# Texte présenté:
Lecture du lundi 11 juillet 2016
REPUBLIQUE FRANCAISE

AU NOM DU PEUPLE FRANCAIS



Vu la procédure suivante :

L'association " Observatoire indépendant du cadre de vie " (OICV) a demandé au tribunal administratif de Melun d'annuler pour excès de pouvoir l'arrêté du 28 juillet 2011 par lequel le préfet de Seine-et-Marne a déclaré d'utilité publique, au profit de la commune de Saint-Thibault-des-Vignes, les travaux et acquisitions foncières nécessaires à la réalisation de la zone d'aménagement concerté du Centre-Bourg. Par un jugement n° 1107347/4 du 4 juillet 2013, le tribunal administratif a annulé cet arrêté.

Par un arrêt n° 13PA03637-13PA03638-13PA03642-14PA00759- 14PA00950 du 2 mars 2015, la cour administrative d'appel de Paris a, sur appel de la commune de Saint-Thibault-des-Vignes, annulé ce jugement et rejeté la demande présentée par l'association OICV.

[Entrées d'étiquetage de lieux]
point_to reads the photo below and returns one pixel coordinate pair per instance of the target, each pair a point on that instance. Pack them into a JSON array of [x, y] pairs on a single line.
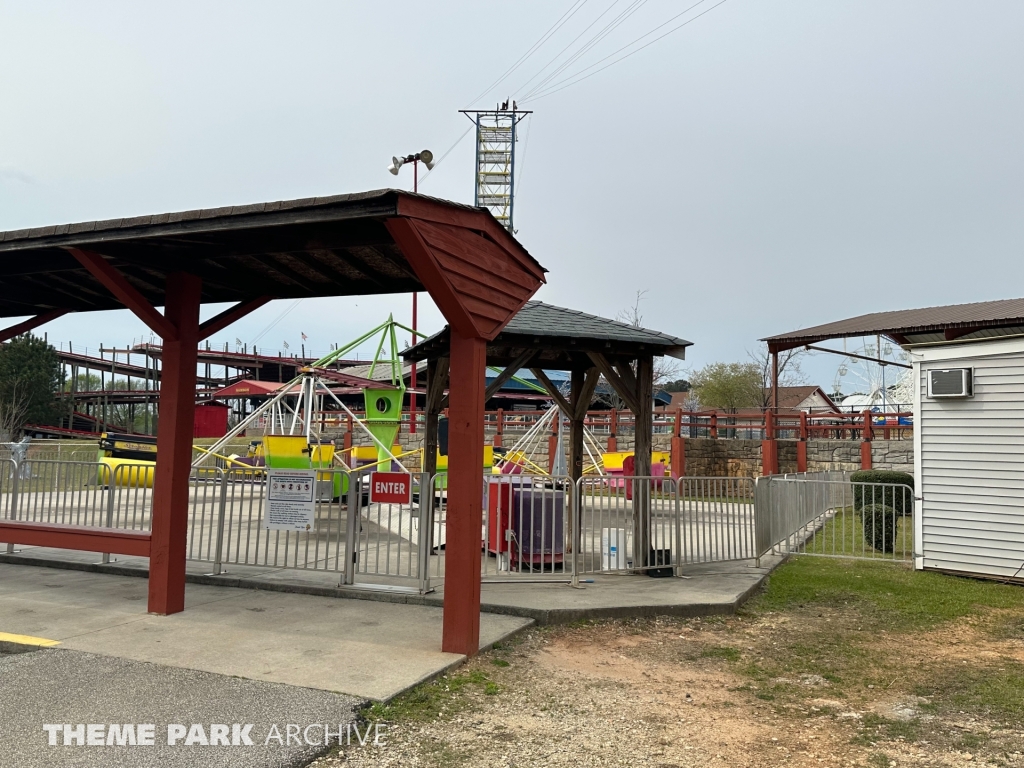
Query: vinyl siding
[[972, 468]]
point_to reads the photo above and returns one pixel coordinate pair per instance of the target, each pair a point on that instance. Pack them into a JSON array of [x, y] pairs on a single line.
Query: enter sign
[[390, 487]]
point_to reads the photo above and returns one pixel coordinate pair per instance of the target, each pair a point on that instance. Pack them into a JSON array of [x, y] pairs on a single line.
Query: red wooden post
[[769, 446], [500, 429], [461, 633], [678, 453], [553, 442], [802, 444], [174, 438], [865, 442]]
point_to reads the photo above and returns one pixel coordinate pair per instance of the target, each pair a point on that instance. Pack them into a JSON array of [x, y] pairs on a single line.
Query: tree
[[679, 385], [665, 369], [790, 373], [30, 379], [727, 386]]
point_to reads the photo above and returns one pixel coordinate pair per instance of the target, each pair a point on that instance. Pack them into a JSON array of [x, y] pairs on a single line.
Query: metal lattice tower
[[496, 139]]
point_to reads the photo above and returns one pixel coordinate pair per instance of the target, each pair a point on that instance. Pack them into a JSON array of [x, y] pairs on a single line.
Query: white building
[[969, 428]]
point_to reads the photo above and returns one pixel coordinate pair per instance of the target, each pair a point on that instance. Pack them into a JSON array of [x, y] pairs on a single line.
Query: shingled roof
[[929, 325], [559, 330]]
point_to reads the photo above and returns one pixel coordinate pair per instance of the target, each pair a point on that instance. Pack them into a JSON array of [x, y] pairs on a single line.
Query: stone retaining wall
[[724, 457]]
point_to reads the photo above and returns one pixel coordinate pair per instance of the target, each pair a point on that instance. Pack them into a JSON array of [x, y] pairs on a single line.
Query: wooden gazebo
[[347, 245], [543, 337]]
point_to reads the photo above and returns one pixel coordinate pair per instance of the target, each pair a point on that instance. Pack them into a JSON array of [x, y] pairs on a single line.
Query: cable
[[522, 164], [558, 86], [534, 48], [449, 152], [551, 89], [570, 44], [601, 35], [274, 323]]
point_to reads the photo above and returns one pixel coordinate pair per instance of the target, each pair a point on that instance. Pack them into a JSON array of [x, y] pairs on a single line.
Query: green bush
[[880, 526], [899, 499]]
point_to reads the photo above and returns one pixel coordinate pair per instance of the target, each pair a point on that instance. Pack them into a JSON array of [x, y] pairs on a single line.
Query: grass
[[442, 697], [890, 596], [858, 625], [844, 535]]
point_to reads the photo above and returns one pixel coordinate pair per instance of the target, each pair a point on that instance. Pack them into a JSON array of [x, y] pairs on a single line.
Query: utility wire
[[522, 163], [534, 48], [274, 323], [585, 48], [570, 44], [449, 152], [574, 78]]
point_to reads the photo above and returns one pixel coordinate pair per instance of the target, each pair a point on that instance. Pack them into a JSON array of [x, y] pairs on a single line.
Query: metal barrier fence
[[824, 516], [532, 527]]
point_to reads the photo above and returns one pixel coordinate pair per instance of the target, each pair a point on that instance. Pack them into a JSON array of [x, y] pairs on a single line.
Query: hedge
[[880, 526], [899, 499]]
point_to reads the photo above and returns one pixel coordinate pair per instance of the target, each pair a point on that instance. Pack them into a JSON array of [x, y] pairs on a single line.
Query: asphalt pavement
[[49, 696]]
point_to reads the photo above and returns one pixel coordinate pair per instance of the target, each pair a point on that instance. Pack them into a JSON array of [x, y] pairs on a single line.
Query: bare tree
[[666, 369], [790, 372], [13, 411]]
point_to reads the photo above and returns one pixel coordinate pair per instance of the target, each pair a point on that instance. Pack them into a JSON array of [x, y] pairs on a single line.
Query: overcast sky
[[770, 166]]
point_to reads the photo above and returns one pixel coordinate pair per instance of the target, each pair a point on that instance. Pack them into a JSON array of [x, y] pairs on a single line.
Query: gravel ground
[[67, 686], [659, 693]]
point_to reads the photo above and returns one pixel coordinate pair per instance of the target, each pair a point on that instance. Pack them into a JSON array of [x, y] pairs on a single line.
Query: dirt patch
[[818, 684]]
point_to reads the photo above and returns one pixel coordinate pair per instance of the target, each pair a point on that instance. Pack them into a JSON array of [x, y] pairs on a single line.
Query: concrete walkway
[[708, 589], [363, 648]]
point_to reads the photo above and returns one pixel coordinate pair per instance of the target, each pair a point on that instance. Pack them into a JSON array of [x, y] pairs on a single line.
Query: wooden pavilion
[[346, 245], [543, 337]]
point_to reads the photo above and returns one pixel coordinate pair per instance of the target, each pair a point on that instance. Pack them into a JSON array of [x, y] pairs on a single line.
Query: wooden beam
[[116, 283], [289, 273], [954, 333], [170, 482], [84, 538], [219, 322], [578, 383], [553, 391], [26, 326], [511, 370], [433, 279], [643, 444], [628, 395], [626, 372], [858, 356], [582, 404], [461, 617]]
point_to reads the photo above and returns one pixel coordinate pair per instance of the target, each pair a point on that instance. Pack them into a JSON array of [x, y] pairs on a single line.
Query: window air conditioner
[[953, 382]]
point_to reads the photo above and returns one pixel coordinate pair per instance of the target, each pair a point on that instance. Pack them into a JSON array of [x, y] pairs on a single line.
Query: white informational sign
[[290, 495]]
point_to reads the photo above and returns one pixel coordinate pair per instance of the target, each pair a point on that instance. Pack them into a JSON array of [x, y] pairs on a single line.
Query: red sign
[[390, 487]]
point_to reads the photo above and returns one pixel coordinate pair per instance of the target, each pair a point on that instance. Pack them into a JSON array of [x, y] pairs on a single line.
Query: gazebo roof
[[368, 243], [562, 336], [925, 326]]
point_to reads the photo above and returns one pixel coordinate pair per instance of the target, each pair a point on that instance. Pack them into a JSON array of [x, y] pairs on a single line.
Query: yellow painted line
[[42, 642]]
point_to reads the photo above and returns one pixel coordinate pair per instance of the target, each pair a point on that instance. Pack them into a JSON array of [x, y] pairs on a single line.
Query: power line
[[449, 152], [534, 48], [570, 44], [574, 78], [601, 35], [274, 323]]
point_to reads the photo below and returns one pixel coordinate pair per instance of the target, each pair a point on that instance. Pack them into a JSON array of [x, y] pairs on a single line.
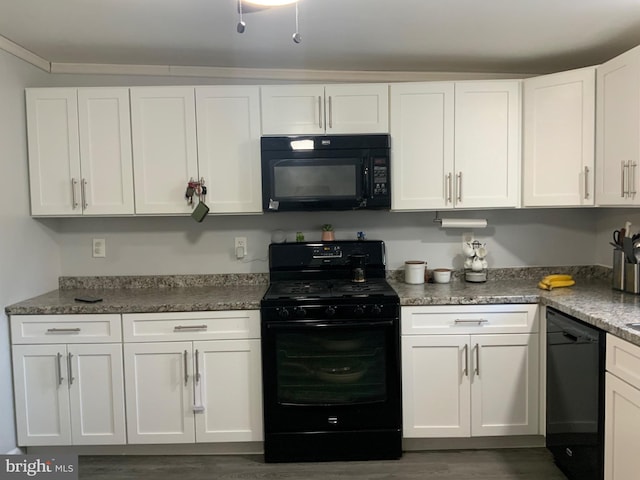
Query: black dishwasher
[[575, 396]]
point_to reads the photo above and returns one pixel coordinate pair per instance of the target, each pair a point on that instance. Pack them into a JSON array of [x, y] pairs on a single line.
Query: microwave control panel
[[380, 177]]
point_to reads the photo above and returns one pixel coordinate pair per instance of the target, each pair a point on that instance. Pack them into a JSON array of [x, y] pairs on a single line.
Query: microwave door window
[[314, 181]]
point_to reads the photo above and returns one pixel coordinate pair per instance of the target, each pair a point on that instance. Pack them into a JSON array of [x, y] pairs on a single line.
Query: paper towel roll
[[464, 223]]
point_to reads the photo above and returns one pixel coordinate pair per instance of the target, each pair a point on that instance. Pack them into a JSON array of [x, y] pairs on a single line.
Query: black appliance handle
[[366, 192], [330, 324]]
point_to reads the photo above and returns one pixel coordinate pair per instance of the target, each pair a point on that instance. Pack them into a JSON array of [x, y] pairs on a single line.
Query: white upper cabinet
[[422, 126], [455, 144], [618, 130], [319, 109], [163, 121], [79, 151], [559, 139], [228, 123], [487, 144]]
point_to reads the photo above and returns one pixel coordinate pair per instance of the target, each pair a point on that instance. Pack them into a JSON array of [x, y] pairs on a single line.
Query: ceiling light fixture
[[257, 5], [271, 3]]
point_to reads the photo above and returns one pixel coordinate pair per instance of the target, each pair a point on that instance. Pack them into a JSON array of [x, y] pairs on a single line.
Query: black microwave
[[325, 172]]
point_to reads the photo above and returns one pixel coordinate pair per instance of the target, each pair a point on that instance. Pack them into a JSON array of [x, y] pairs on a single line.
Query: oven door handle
[[330, 324]]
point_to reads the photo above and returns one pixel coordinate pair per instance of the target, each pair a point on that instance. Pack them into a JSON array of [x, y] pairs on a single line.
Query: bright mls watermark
[[54, 467]]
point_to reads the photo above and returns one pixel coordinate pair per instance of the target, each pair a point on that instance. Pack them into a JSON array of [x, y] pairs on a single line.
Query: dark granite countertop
[[144, 300], [592, 301]]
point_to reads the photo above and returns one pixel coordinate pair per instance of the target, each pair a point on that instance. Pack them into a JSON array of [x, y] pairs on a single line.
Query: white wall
[[29, 252], [179, 245], [608, 220]]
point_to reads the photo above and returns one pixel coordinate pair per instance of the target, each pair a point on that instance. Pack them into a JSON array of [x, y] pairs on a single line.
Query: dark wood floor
[[501, 464]]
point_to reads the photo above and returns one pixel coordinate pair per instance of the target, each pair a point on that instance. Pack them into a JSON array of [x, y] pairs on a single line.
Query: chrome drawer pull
[[586, 183], [186, 369], [178, 328], [70, 373], [60, 377]]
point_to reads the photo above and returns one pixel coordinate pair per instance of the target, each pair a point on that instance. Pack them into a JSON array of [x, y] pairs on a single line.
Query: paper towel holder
[[460, 222]]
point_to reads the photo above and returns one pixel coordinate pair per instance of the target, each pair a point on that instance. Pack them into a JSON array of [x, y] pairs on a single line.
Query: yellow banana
[[555, 277]]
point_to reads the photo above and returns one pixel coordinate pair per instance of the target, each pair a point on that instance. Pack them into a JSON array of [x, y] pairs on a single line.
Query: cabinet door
[[357, 108], [505, 384], [96, 393], [622, 424], [436, 387], [559, 139], [229, 387], [292, 109], [228, 120], [54, 151], [487, 144], [163, 123], [422, 126], [105, 151], [159, 398], [617, 130], [41, 395]]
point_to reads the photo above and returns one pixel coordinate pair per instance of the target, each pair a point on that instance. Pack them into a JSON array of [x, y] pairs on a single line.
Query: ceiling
[[515, 36]]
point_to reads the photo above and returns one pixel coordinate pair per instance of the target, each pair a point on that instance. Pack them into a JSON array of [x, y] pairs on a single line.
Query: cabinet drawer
[[623, 360], [28, 329], [516, 318], [159, 327]]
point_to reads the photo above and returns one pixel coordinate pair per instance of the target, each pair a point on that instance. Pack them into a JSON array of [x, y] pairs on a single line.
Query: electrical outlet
[[99, 248], [241, 247]]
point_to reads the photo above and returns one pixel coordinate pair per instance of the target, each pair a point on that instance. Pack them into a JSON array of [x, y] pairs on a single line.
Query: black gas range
[[331, 354]]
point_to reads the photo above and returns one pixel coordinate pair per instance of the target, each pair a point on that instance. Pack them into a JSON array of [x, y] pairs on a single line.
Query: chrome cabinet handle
[[466, 361], [479, 321], [186, 371], [70, 369], [83, 191], [74, 200], [60, 377], [586, 183], [179, 328], [197, 377], [63, 330]]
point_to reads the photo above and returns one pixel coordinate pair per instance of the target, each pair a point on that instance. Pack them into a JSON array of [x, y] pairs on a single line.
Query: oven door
[[331, 375]]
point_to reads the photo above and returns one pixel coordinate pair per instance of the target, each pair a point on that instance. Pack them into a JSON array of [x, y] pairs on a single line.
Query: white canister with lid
[[414, 271]]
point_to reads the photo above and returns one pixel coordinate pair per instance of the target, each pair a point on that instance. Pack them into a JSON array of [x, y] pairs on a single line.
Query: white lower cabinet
[[69, 394], [460, 382], [622, 410], [68, 379], [204, 388]]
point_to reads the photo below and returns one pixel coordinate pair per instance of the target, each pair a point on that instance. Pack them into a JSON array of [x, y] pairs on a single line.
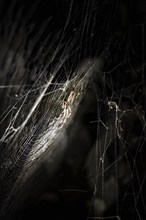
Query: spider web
[[72, 113]]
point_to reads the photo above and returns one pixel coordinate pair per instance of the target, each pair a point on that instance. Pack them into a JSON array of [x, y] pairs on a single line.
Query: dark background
[[115, 26]]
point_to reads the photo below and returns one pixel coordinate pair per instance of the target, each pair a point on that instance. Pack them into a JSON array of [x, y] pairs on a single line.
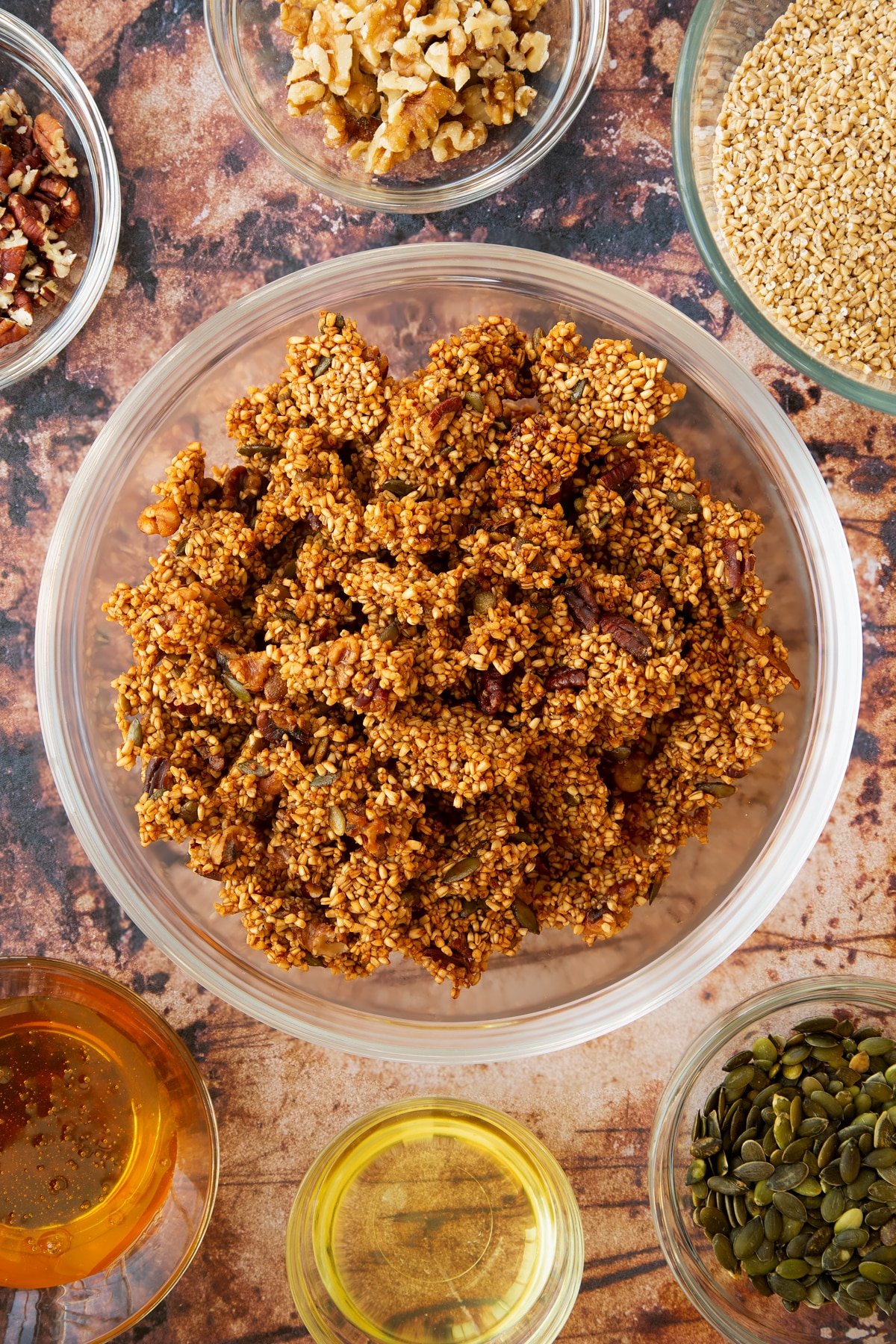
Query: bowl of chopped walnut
[[60, 202], [454, 632], [408, 108]]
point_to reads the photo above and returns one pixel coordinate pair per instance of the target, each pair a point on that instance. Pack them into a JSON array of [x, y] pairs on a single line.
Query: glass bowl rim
[[570, 1257], [55, 965], [684, 94], [748, 1014], [426, 198], [28, 46], [837, 624]]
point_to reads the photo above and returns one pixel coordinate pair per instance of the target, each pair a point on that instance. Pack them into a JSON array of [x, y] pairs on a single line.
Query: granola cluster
[[395, 77], [449, 659], [38, 205]]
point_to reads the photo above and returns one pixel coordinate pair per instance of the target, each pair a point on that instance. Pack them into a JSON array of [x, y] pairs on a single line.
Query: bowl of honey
[[108, 1155]]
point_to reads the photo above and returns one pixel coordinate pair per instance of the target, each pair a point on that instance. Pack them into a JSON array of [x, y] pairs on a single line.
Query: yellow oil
[[435, 1228]]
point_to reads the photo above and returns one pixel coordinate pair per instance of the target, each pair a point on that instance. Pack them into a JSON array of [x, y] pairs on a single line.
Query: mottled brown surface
[[208, 218]]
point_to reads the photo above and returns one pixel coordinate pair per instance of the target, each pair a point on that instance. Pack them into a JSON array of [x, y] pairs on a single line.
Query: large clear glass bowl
[[719, 35], [47, 82], [729, 1304], [556, 992], [253, 58]]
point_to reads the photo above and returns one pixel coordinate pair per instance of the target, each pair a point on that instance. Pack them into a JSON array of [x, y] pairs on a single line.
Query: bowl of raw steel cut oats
[[448, 652], [783, 127], [406, 107]]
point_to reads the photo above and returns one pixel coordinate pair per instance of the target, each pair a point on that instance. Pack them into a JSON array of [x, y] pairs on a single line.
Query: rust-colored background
[[208, 218]]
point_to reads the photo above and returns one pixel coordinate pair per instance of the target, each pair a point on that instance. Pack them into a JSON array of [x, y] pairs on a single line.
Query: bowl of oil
[[435, 1221], [108, 1155]]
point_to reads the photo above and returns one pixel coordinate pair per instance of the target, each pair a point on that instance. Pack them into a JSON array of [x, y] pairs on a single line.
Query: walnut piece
[[391, 81], [37, 206]]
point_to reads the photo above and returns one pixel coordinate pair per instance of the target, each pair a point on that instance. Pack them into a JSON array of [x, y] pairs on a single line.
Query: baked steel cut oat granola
[[448, 659]]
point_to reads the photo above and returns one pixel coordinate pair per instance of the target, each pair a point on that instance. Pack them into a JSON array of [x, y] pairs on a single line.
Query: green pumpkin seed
[[748, 1238], [398, 488], [850, 1162], [788, 1290], [462, 868], [724, 1254], [833, 1204], [682, 503], [727, 1186], [794, 1269], [527, 917], [706, 1147], [751, 1151], [788, 1176], [237, 687], [852, 1305], [754, 1171], [337, 820], [484, 603], [788, 1204]]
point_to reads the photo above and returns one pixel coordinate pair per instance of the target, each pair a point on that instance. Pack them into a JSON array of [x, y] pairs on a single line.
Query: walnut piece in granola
[[448, 659], [395, 78]]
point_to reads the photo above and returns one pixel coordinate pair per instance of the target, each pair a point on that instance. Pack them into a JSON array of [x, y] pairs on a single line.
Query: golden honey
[[87, 1140]]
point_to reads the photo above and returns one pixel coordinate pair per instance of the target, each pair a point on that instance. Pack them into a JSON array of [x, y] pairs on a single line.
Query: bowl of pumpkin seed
[[773, 1166]]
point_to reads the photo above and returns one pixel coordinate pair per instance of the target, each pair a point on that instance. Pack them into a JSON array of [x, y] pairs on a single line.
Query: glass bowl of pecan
[[408, 108], [60, 202], [556, 988]]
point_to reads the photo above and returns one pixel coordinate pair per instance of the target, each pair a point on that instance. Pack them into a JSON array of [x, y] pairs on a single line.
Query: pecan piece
[[319, 937], [374, 697], [250, 670], [22, 308], [566, 679], [28, 215], [52, 139], [613, 479], [158, 776], [160, 519], [582, 605], [368, 831], [734, 564], [225, 847], [491, 691], [763, 644], [66, 213], [628, 636], [438, 420], [11, 332], [13, 255]]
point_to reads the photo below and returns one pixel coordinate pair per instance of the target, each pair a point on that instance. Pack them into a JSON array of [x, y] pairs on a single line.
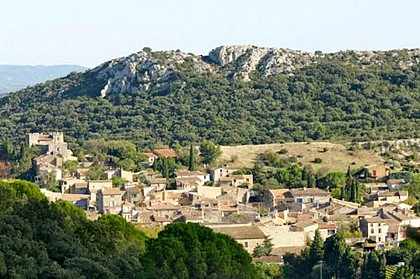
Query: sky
[[89, 32]]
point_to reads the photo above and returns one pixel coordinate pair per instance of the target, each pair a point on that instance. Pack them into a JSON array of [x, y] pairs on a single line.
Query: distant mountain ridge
[[16, 77], [233, 95]]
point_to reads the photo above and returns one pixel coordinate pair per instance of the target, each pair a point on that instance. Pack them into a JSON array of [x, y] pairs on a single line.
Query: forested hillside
[[16, 77], [229, 97], [39, 239]]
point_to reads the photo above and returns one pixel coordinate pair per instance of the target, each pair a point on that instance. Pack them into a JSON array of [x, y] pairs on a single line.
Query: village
[[225, 200]]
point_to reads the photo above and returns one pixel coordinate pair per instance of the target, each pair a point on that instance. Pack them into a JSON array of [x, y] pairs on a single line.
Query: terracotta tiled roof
[[112, 191], [150, 155], [268, 259], [190, 173], [281, 251], [244, 232], [163, 206], [166, 153], [73, 197], [375, 220], [326, 226], [194, 181], [308, 192], [279, 193], [396, 181]]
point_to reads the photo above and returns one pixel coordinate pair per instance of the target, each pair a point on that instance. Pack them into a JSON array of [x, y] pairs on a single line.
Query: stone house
[[237, 180], [151, 157], [374, 172], [217, 173], [310, 195], [158, 183], [274, 197], [374, 228], [51, 143], [201, 176], [132, 195], [109, 200], [95, 185], [385, 197], [66, 184], [395, 184], [187, 183], [82, 173], [166, 153], [248, 236]]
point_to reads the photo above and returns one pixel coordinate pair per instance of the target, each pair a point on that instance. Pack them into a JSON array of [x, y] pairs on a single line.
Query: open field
[[336, 158]]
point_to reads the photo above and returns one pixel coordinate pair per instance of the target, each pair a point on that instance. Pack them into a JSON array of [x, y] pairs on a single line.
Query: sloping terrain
[[235, 95]]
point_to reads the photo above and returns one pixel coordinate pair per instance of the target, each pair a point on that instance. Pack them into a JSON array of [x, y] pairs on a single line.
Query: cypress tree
[[191, 162], [316, 251]]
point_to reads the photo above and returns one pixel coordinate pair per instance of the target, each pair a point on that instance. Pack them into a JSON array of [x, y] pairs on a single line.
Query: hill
[[235, 95], [16, 77], [335, 157]]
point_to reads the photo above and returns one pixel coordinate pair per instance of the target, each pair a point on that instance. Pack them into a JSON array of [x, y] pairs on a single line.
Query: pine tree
[[374, 266], [353, 191], [316, 251], [334, 250], [191, 162]]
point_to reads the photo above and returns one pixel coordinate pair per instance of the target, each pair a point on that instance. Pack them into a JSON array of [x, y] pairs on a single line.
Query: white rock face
[[268, 61], [143, 70]]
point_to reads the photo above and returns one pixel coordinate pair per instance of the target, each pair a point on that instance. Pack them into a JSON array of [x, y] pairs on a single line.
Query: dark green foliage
[[56, 240], [191, 160], [331, 99], [166, 166], [122, 154], [209, 152], [316, 252], [374, 266], [334, 250], [413, 187], [404, 272], [193, 251], [269, 270], [264, 249]]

# Consigne écrite 1:
Les affirmations suivantes concordent-elles avec la décision de justice sur la zone du Centre-Bourg ? Pour chacune, répondez par oui ou non et citez textuellement les mots qui tranchent.
(a) Le tribunal administratif de Melun a annulé l'arrêté du préfet de Seine-et-Marne.
(b) La cour administrative d'appel de Paris a confirmé le jugement du tribunal administratif.
(c) L'arrêté préfectoral déclarait d'utilité publique des travaux au profit de la commune de Melun.
# Consigne écrite 2:
Rédigez la suite de la décision de justice sur la zone d'aménagement concerté du Centre-Bourg, en commençant après sa dernière phrase.

# Corrigé 1:
(a) Oui : « le tribunal administratif a annulé cet arrêté ».
(b) Non : « annulé ce jugement et rejeté la demande présentée par l'association OICV ».
(c) Non : « au profit de la commune de Saint-Thibault-des-Vignes ».

# Corrigé 2:
Par un pourvoi sommaire et quatre mémoires complémentaires, enregistrés les 4 mai, 29 juillet et 23 septembre 2015 et les 30 mai et 27 juin 2016 au secrétariat du contentieux du Conseil d'Etat, l'association OICV demande au Conseil d'Etat :

1°) d'annuler cet arrêt ;

2°) réglant l'affaire au fond, de faire droit à son appel ;

3°) de mettre à la charge de l'Etat, de la commune de Saint-Thibault-des-Vignes et de la société Aménagement 77, le versement d'une somme de 2 000 euros chacun au titre de l'article L. 761-1 du code de justice administrative.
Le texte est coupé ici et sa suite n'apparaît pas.